## DATA EXTRACT:

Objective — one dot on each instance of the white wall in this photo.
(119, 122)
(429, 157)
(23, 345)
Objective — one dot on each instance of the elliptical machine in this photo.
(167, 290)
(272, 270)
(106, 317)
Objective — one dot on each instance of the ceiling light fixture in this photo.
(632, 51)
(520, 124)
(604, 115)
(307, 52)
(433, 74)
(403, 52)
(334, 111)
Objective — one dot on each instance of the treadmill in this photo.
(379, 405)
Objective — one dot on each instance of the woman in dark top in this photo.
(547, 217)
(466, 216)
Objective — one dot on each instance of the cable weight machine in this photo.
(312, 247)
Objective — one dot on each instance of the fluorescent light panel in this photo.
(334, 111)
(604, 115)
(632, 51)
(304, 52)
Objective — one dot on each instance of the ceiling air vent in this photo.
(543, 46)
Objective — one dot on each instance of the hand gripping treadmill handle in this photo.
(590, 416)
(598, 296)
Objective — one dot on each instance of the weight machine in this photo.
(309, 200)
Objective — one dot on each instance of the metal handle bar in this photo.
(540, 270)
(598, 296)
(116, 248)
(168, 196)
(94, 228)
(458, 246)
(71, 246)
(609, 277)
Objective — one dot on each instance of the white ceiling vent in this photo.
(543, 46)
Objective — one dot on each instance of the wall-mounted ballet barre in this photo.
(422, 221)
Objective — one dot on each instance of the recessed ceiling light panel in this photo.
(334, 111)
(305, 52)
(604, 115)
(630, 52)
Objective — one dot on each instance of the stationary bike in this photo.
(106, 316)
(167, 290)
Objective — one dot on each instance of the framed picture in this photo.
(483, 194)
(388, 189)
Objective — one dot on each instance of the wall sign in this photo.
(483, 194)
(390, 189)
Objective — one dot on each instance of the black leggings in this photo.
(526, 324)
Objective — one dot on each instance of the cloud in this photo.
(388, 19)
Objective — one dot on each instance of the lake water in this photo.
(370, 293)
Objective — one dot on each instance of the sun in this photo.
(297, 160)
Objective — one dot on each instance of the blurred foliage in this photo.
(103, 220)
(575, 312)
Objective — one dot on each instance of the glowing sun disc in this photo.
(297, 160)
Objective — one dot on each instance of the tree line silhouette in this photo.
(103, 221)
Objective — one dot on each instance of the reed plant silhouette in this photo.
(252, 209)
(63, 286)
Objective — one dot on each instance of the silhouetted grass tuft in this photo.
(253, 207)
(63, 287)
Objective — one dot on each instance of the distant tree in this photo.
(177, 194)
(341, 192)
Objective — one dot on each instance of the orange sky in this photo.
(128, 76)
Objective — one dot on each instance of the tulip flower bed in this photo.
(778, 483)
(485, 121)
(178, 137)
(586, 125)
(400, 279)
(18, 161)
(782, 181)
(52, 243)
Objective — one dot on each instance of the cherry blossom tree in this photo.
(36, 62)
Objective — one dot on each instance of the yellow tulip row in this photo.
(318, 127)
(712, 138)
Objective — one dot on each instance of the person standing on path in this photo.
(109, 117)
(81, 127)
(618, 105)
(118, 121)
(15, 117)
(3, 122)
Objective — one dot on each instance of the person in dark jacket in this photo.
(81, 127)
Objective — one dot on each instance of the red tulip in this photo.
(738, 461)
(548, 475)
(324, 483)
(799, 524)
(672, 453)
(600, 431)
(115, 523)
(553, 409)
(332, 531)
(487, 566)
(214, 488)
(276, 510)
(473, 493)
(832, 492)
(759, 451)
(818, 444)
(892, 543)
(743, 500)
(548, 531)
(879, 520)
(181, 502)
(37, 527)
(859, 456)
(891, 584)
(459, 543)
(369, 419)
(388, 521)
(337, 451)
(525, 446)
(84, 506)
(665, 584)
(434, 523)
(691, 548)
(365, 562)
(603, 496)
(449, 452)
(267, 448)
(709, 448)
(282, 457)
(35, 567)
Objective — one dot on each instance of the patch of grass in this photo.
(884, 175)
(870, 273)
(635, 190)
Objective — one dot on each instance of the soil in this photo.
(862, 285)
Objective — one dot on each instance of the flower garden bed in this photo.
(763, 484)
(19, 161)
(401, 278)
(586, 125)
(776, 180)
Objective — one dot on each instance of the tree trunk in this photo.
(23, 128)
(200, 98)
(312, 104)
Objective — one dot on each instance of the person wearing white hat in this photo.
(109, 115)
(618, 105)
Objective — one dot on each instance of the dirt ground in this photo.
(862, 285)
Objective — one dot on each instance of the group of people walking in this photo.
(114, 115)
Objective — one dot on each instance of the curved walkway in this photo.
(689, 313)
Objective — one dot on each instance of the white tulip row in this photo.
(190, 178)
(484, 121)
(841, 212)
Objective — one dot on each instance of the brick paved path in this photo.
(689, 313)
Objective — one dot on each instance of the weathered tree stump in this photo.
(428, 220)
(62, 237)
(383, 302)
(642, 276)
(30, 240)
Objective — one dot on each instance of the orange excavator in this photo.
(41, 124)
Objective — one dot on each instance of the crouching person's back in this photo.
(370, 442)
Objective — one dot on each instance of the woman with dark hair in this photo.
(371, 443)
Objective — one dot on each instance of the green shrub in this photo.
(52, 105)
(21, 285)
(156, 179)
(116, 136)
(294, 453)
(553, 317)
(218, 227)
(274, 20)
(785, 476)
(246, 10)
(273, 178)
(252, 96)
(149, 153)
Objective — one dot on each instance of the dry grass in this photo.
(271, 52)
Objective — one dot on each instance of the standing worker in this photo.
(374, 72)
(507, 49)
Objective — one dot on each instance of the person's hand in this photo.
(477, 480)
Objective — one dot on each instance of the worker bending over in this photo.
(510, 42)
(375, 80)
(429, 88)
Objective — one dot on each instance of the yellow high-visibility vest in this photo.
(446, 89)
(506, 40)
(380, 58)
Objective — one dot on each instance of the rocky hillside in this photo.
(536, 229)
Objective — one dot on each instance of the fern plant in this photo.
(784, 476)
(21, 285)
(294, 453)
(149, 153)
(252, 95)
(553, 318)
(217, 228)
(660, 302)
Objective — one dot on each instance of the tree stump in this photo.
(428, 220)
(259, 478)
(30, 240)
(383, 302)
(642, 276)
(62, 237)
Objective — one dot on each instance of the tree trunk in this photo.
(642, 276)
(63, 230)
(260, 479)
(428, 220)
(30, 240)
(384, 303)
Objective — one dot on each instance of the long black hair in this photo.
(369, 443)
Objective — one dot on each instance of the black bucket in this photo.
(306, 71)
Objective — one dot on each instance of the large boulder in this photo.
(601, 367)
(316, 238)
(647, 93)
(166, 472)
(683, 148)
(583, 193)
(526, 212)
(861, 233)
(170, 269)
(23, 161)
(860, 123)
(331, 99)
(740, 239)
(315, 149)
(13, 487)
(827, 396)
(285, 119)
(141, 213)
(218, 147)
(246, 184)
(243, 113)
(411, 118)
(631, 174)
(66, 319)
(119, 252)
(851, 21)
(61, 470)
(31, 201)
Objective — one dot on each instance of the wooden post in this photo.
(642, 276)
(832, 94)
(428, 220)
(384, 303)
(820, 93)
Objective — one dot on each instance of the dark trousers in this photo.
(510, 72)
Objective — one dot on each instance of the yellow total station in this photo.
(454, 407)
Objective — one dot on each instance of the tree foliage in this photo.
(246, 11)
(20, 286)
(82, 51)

## PROBLEM TO WORK ON:
Copy out each record, keeping every word as it is.

## EXPECTED ANSWER:
Objective — one dot on each instance of the white wall in this photo.
(119, 122)
(429, 157)
(23, 345)
Objective — one dot on each instance of the elliptical machine in this photo.
(167, 290)
(272, 270)
(106, 317)
Objective — one dot on each instance of the ceiling light fixture in this photo.
(632, 51)
(520, 124)
(604, 115)
(307, 52)
(433, 74)
(403, 52)
(334, 111)
Objective — one dot on each instance of the treadmill in this photo.
(379, 405)
Objective — one dot on each instance of the woman in dark top in this photo.
(547, 217)
(466, 216)
Objective — one dot on each instance of the cable weight machine in this photo.
(312, 247)
Objective — one dot on each instance of the fluorescent light panel in this photo.
(334, 111)
(604, 115)
(632, 51)
(304, 52)
Objective — one dot on each instance of the ceiling air vent in this photo.
(543, 46)
Objective — one dot on each instance of the hand gripping treadmill handle in this photo.
(590, 416)
(598, 296)
Objective — one dot on each instance of the weight machine in this photo.
(309, 200)
Objective — one dot on each instance of the metal handle bar in this photo.
(540, 270)
(598, 296)
(116, 248)
(168, 196)
(94, 228)
(458, 246)
(71, 246)
(609, 277)
Objective — one dot on each instance of the white ceiling vent in this photo.
(543, 46)
Objective — one dot on each instance of the wall-mounted ballet barre in this photo.
(422, 221)
Objective — one dot on each instance of the recessed ceiling light panel in this photo.
(334, 111)
(305, 52)
(604, 115)
(630, 52)
Objective — one dot on each instance of the stationary bike in this photo.
(106, 316)
(167, 290)
Objective — one dot on each instance of the framed picture in this photo.
(483, 194)
(388, 189)
Objective — one dot on each instance of the wall sign in this photo.
(483, 194)
(390, 189)
Objective — one dot on each instance of the black leggings in this photo.
(526, 324)
Objective — one dot on each instance of the cloud in this photo.
(388, 19)
Objective — one dot on each instance of the lake water in this photo.
(370, 293)
Objective — one dot on each instance of the sun in this photo.
(297, 160)
Objective — one dot on each instance of the blurred foliage in this photo.
(103, 220)
(575, 312)
Objective — one dot on each instance of the glowing sun disc in this photo.
(297, 160)
Objective — one dot on each instance of the tree line silhouette in this photo.
(103, 221)
Objective — one dot on each instance of the reed plant silhouette in this photo.
(252, 209)
(63, 286)
Objective — one dot on each instance of the silhouetted grass tuft in this photo.
(253, 207)
(63, 287)
Objective — one dot on each instance of the distant tree in this photo.
(177, 194)
(341, 192)
Objective — one dot on each instance of the orange sky in this photo.
(128, 76)
Objective — one dot on each instance of the tulip flower bed in this photo.
(778, 483)
(485, 121)
(178, 137)
(586, 125)
(400, 279)
(18, 161)
(782, 181)
(52, 243)
Objective — one dot on each instance of the cherry blossom tree in this photo.
(36, 62)
Objective — one dot on each instance of the yellow tulip row in this photo.
(318, 127)
(712, 138)
Objective — one dot on each instance of the person standing on path in this photo.
(109, 117)
(81, 127)
(618, 105)
(118, 121)
(15, 117)
(3, 122)
Objective — one dot on each instance of the person in dark jacket in this photo.
(81, 127)
Objective — one dot on each instance of the red tulip in this photo.
(738, 461)
(548, 475)
(324, 483)
(799, 524)
(672, 453)
(600, 431)
(115, 523)
(553, 409)
(332, 531)
(487, 566)
(214, 488)
(276, 510)
(473, 493)
(832, 492)
(759, 451)
(818, 444)
(892, 543)
(743, 500)
(548, 531)
(879, 520)
(181, 502)
(37, 527)
(859, 456)
(891, 584)
(459, 543)
(369, 419)
(388, 521)
(337, 451)
(525, 446)
(84, 506)
(665, 584)
(434, 523)
(691, 548)
(365, 562)
(603, 496)
(449, 452)
(267, 448)
(709, 448)
(282, 457)
(35, 567)
Objective — one dot on each instance of the patch of grass in this photo.
(884, 175)
(870, 273)
(635, 190)
Objective — one dot on each instance of the soil in this photo.
(862, 285)
Objective — one dot on each instance of the flower garden bed in this photo.
(763, 484)
(19, 161)
(401, 278)
(586, 125)
(776, 180)
Objective — one dot on each instance of the tree trunk in this photo.
(23, 128)
(200, 98)
(312, 104)
Objective — one dot on each instance of the person wearing white hat in this photo.
(109, 115)
(618, 105)
Objective — one dot on each instance of the dirt ground in this photo.
(862, 285)
Objective — one dot on each instance of the group of people walking in this photo.
(114, 115)
Objective — one dot on each instance of the curved walkway in this photo.
(689, 313)
Objective — one dot on each instance of the white tulip row in this photo.
(190, 178)
(484, 121)
(841, 212)
Objective — one dot on each instance of the brick paved path in this photo.
(689, 313)
Objective — one dot on each instance of the weathered tree stump in this photo.
(428, 220)
(62, 237)
(383, 302)
(642, 276)
(30, 240)
Objective — one dot on each instance of the orange excavator in this photo.
(41, 124)
Objective — one dot on each instance of the crouching person's back in this photo.
(370, 442)
Objective — one dot on each instance of the woman with dark hair in this photo.
(371, 443)
Objective — one dot on each instance of the green shrub in this photo.
(52, 105)
(21, 285)
(156, 179)
(116, 136)
(294, 453)
(553, 317)
(218, 227)
(274, 20)
(785, 476)
(246, 10)
(273, 178)
(252, 96)
(149, 153)
Objective — one dot on each instance of the dry grass in this photo.
(271, 52)
Objective — one dot on each instance of the standing worker in this photo.
(374, 72)
(507, 49)
Objective — one dot on each instance of the person's hand in this photo.
(477, 480)
Objective — one dot on each instance of the worker bending over in this photo.
(510, 42)
(375, 80)
(429, 88)
Objective — one dot on each instance of the yellow high-visibility vest in this photo.
(446, 89)
(506, 40)
(380, 58)
Objective — one dot on each instance of the rocky hillside in this photo.
(536, 229)
Objective — one dot on each instance of the fern plant in this photo.
(784, 476)
(21, 285)
(294, 453)
(149, 153)
(252, 95)
(553, 318)
(217, 228)
(660, 302)
Objective — one dot on each instance of the tree stump in this photo.
(428, 220)
(259, 478)
(30, 240)
(383, 302)
(642, 276)
(62, 237)
Objective — one dot on each instance of the tree trunk in this photo.
(642, 276)
(63, 230)
(260, 479)
(428, 220)
(30, 240)
(384, 303)
Objective — one dot on each instance of the long black hair in this photo.
(369, 443)
Objective — one dot on each instance of the black bucket in this photo.
(306, 71)
Objective — one dot on each instance of the large boulder in this photo.
(601, 367)
(316, 238)
(647, 93)
(166, 472)
(683, 148)
(583, 193)
(526, 212)
(861, 233)
(170, 269)
(23, 161)
(860, 123)
(331, 99)
(740, 239)
(315, 149)
(13, 487)
(827, 396)
(285, 119)
(141, 213)
(218, 147)
(246, 184)
(243, 113)
(411, 118)
(631, 174)
(66, 319)
(119, 252)
(851, 21)
(61, 470)
(31, 201)
Objective — one dot on each instance of the wooden post in this photo.
(642, 276)
(832, 94)
(428, 220)
(384, 303)
(820, 93)
Objective — one dot on each instance of the dark trousers in this photo.
(510, 72)
Objective — one dot on each instance of the yellow total station in this photo.
(454, 407)
Objective — one dot on each instance of the tree foliage in this photo.
(246, 11)
(20, 286)
(82, 51)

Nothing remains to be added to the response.